Rewrite every line in the rows below as a numbered list, leaving out any blank lines.
+ + + + +
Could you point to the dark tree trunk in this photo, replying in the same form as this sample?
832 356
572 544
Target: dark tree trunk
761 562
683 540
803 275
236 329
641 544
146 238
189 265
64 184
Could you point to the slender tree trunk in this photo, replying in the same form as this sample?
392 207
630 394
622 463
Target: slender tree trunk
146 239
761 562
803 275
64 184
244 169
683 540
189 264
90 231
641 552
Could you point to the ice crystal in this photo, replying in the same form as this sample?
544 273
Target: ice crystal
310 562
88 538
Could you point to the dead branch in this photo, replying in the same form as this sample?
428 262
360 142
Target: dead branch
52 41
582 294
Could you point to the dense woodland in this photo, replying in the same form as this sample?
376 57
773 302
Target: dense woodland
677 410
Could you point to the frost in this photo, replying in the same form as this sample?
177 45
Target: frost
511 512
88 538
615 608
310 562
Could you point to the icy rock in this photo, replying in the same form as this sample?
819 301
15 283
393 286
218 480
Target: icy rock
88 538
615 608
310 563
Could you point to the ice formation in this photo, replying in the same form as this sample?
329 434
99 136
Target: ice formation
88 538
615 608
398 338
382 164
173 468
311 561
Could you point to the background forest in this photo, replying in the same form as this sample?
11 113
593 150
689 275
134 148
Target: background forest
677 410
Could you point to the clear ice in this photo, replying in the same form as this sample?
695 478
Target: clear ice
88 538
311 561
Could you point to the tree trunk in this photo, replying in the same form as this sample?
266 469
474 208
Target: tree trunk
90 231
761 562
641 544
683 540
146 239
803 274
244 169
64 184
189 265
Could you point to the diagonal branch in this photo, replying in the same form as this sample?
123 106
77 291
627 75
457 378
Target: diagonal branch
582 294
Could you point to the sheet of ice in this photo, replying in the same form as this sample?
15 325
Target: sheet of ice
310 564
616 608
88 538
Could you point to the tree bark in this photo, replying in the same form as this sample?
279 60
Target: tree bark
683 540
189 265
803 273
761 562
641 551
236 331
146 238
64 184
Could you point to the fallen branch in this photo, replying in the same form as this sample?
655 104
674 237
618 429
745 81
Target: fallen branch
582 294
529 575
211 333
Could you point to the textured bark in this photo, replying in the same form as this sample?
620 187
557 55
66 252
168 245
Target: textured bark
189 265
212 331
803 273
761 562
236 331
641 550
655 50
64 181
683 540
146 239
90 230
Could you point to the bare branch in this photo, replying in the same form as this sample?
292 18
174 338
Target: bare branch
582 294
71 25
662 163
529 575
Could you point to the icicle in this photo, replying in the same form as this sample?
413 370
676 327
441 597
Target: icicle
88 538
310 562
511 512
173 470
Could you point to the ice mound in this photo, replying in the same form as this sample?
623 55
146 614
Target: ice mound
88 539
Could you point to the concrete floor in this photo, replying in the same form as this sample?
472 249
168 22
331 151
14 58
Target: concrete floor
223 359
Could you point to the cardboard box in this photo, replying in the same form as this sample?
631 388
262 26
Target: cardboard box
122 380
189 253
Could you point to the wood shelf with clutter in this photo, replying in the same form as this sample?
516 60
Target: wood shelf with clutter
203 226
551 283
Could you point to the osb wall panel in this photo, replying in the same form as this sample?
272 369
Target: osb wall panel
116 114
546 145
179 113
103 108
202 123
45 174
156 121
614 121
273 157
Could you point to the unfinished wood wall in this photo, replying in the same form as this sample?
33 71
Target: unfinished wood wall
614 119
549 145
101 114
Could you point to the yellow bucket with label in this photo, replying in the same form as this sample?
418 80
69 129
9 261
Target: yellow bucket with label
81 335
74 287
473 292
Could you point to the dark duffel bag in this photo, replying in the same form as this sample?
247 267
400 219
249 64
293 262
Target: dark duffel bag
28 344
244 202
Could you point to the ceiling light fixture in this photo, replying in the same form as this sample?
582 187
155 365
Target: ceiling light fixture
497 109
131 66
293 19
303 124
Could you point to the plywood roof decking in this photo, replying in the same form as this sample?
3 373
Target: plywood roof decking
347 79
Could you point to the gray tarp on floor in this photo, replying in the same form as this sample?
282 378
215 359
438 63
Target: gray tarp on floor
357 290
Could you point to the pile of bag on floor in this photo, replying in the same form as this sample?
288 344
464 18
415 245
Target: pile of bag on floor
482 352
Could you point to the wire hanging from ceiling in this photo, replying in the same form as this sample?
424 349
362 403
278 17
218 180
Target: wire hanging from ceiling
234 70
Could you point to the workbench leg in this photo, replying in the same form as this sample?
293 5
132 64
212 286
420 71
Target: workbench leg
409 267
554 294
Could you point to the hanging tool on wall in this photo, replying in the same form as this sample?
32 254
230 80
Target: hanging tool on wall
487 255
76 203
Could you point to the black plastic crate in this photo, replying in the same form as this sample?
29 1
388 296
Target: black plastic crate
+ + + + +
- Exercise solution
1. Could you point to the dark tree trunk in this photo, replying in the same form as this sample?
2. 832 356
3. 572 544
4. Target: dark tree trunk
5. 761 562
6. 683 540
7. 803 275
8. 236 329
9. 641 544
10. 146 238
11. 189 265
12. 64 184
13. Could you point to the slender tree trunk in this photo, replying in the same form as this sample?
14. 392 207
15. 630 394
16. 622 463
17. Target: slender tree trunk
18. 146 239
19. 761 562
20. 803 275
21. 64 184
22. 244 169
23. 683 540
24. 189 264
25. 90 231
26. 641 552
27. Could you point to the ice crystal in this photo, replying in the same form as this sample?
28. 544 273
29. Target: ice crystal
30. 310 562
31. 88 538
32. Could you point to the dead branch in this photo, replying in the same form as this sample?
33. 428 262
34. 360 142
35. Target: dead branch
36. 52 41
37. 582 294
38. Could you point to the dense woodland in this photo, replying in the same form as this sample?
39. 376 57
40. 773 302
41. Target: dense woodland
42. 677 410
43. Could you point to the frost in this photo, replying in the same form as this sample?
44. 177 45
45. Target: frost
46. 511 512
47. 88 538
48. 615 608
49. 310 562
50. Could you point to the icy rock in this photo, replying in the same form as this sample?
51. 819 301
52. 15 283
53. 393 286
54. 218 480
55. Target: icy rock
56. 88 538
57. 615 608
58. 310 563
59. Could you point to the ice formation in this photo, replying in the same form as this sample?
60. 329 434
61. 99 136
62. Target: ice formation
63. 88 538
64. 615 608
65. 398 338
66. 382 164
67. 173 468
68. 311 561
69. Could you point to the background forest in this photo, replying in the same form as this sample?
70. 11 113
71. 593 150
72. 689 275
73. 134 148
74. Target: background forest
75. 677 410
76. Could you point to the clear ice in this photo, replying in the same form as this sample?
77. 695 478
78. Target: clear ice
79. 88 538
80. 311 561
81. Could you point to the tree trunk in this photo, replying in the same form as this sample?
82. 266 469
83. 474 208
84. Target: tree trunk
85. 90 231
86. 761 562
87. 641 544
88. 683 540
89. 146 239
90. 803 274
91. 244 169
92. 64 184
93. 189 265
94. Could you point to the diagonal branch in this photo, replying in the same form as this sample?
95. 123 106
96. 77 291
97. 627 75
98. 457 378
99. Target: diagonal branch
100. 582 294
101. Could you point to the sheet of ice in this photo, replying in the same form as this sample?
102. 15 325
103. Target: sheet of ice
104. 310 564
105. 616 608
106. 88 538
107. Could you point to the tree bark in this photo, replying in the same form as this sample?
108. 279 60
109. Target: tree bark
110. 683 540
111. 189 265
112. 803 273
113. 761 562
114. 641 551
115. 236 331
116. 146 238
117. 64 184
118. Could you point to the fallen branch in this photo, replying in the same form as this sample?
119. 655 104
120. 674 237
121. 618 429
122. 745 81
123. Target: fallen branch
124. 582 294
125. 529 575
126. 211 333
127. Could you point to the textured bark in this photo, replying in the same form as this sample?
128. 620 187
129. 557 55
130. 66 252
131. 168 245
132. Target: textured bark
133. 189 265
134. 212 331
135. 803 273
136. 761 562
137. 236 331
138. 641 550
139. 655 50
140. 64 181
141. 683 540
142. 146 239
143. 90 230
144. Could you point to the bare branch in this photo, replying in the same form as this sample?
145. 292 18
146. 174 338
147. Target: bare branch
148. 582 294
149. 71 25
150. 662 163
151. 529 575
152. Could you point to the icicle in this photo, replying in the same form as this sample?
153. 413 370
154. 676 327
155. 441 597
156. Target: icicle
157. 88 538
158. 310 562
159. 511 512
160. 173 470
161. Could you point to the ice mound in this photo, replying in the same form as this sample?
162. 623 55
163. 146 614
164. Target: ice mound
165. 88 539
166. Could you point to the concrete floor in this photo, replying in the same form as this sample?
167. 472 249
168. 168 22
169. 331 151
170. 14 58
171. Target: concrete floor
172. 223 359
173. Could you point to the cardboard box in this photo, replying in the same form as this sample?
174. 631 388
175. 262 26
176. Target: cardboard box
177. 122 380
178. 189 253
179. Could you point to the wood shelf with clutter in this photo, replying in the same form as this sample?
180. 516 60
181. Target: wood shelf with clutter
182. 203 226
183. 551 283
184. Could you point to the osb wall panel in this photo, replying in the same form as this sample?
185. 272 369
186. Target: osb wall panel
187. 116 114
188. 546 145
189. 179 113
190. 103 108
191. 202 123
192. 45 174
193. 156 121
194. 614 121
195. 273 157
196. Could you point to the unfinished wood wall in this photo, replying in the same form as this sample?
197. 33 71
198. Target: unfinished wood wall
199. 614 119
200. 549 145
201. 101 114
202. Could you point to the yellow bucket with label in this photo, replying in the same form as this sample?
203. 418 80
204. 69 129
205. 9 261
206. Target: yellow bucket with label
207. 81 335
208. 74 287
209. 473 292
210. Could you point to the dark duffel bag in this photo, replying in the same form as this sample?
211. 247 267
212. 400 219
213. 249 64
214. 293 262
215. Target: dark duffel bag
216. 28 344
217. 244 202
218. Could you point to the ceiling light fixture in this photo, replying in the same form as this sample?
219. 582 187
220. 155 365
221. Target: ceiling light fixture
222. 497 109
223. 131 66
224. 293 19
225. 303 124
226. Could you point to the plywood roof decking in this photo, replying in the same form as this sample?
227. 3 373
228. Target: plywood roof decking
229. 347 79
230. Could you point to the gray tarp on floor in this photo, replying in the same form as this sample?
231. 282 378
232. 215 359
233. 438 63
234. Target: gray tarp on floor
235. 357 290
236. Could you point to the pile of bag on floor in this photo, replying in the same form as this sample?
237. 288 344
238. 464 18
239. 415 245
240. Target: pile of bag on floor
241. 482 352
242. Could you point to the wire hanging from ceiling in this photo, replying in the same form as this sample?
243. 424 349
244. 362 403
245. 278 17
246. 218 180
247. Target: wire hanging from ceiling
248. 234 70
249. Could you point to the workbench leg in this photo, replying in the same form as this sample?
250. 293 5
251. 132 64
252. 212 286
253. 420 71
254. Target: workbench leg
255. 409 267
256. 554 294
257. Could you point to the hanging tool on wall in this photo, replying in the same form as this sample?
258. 32 254
259. 230 80
260. Target: hanging tool on wall
261. 487 255
262. 76 203
263. Could you point to the black plastic crate in this photo, replying in the same form as this sample?
264. 29 1
265. 388 296
266. Target: black plastic crate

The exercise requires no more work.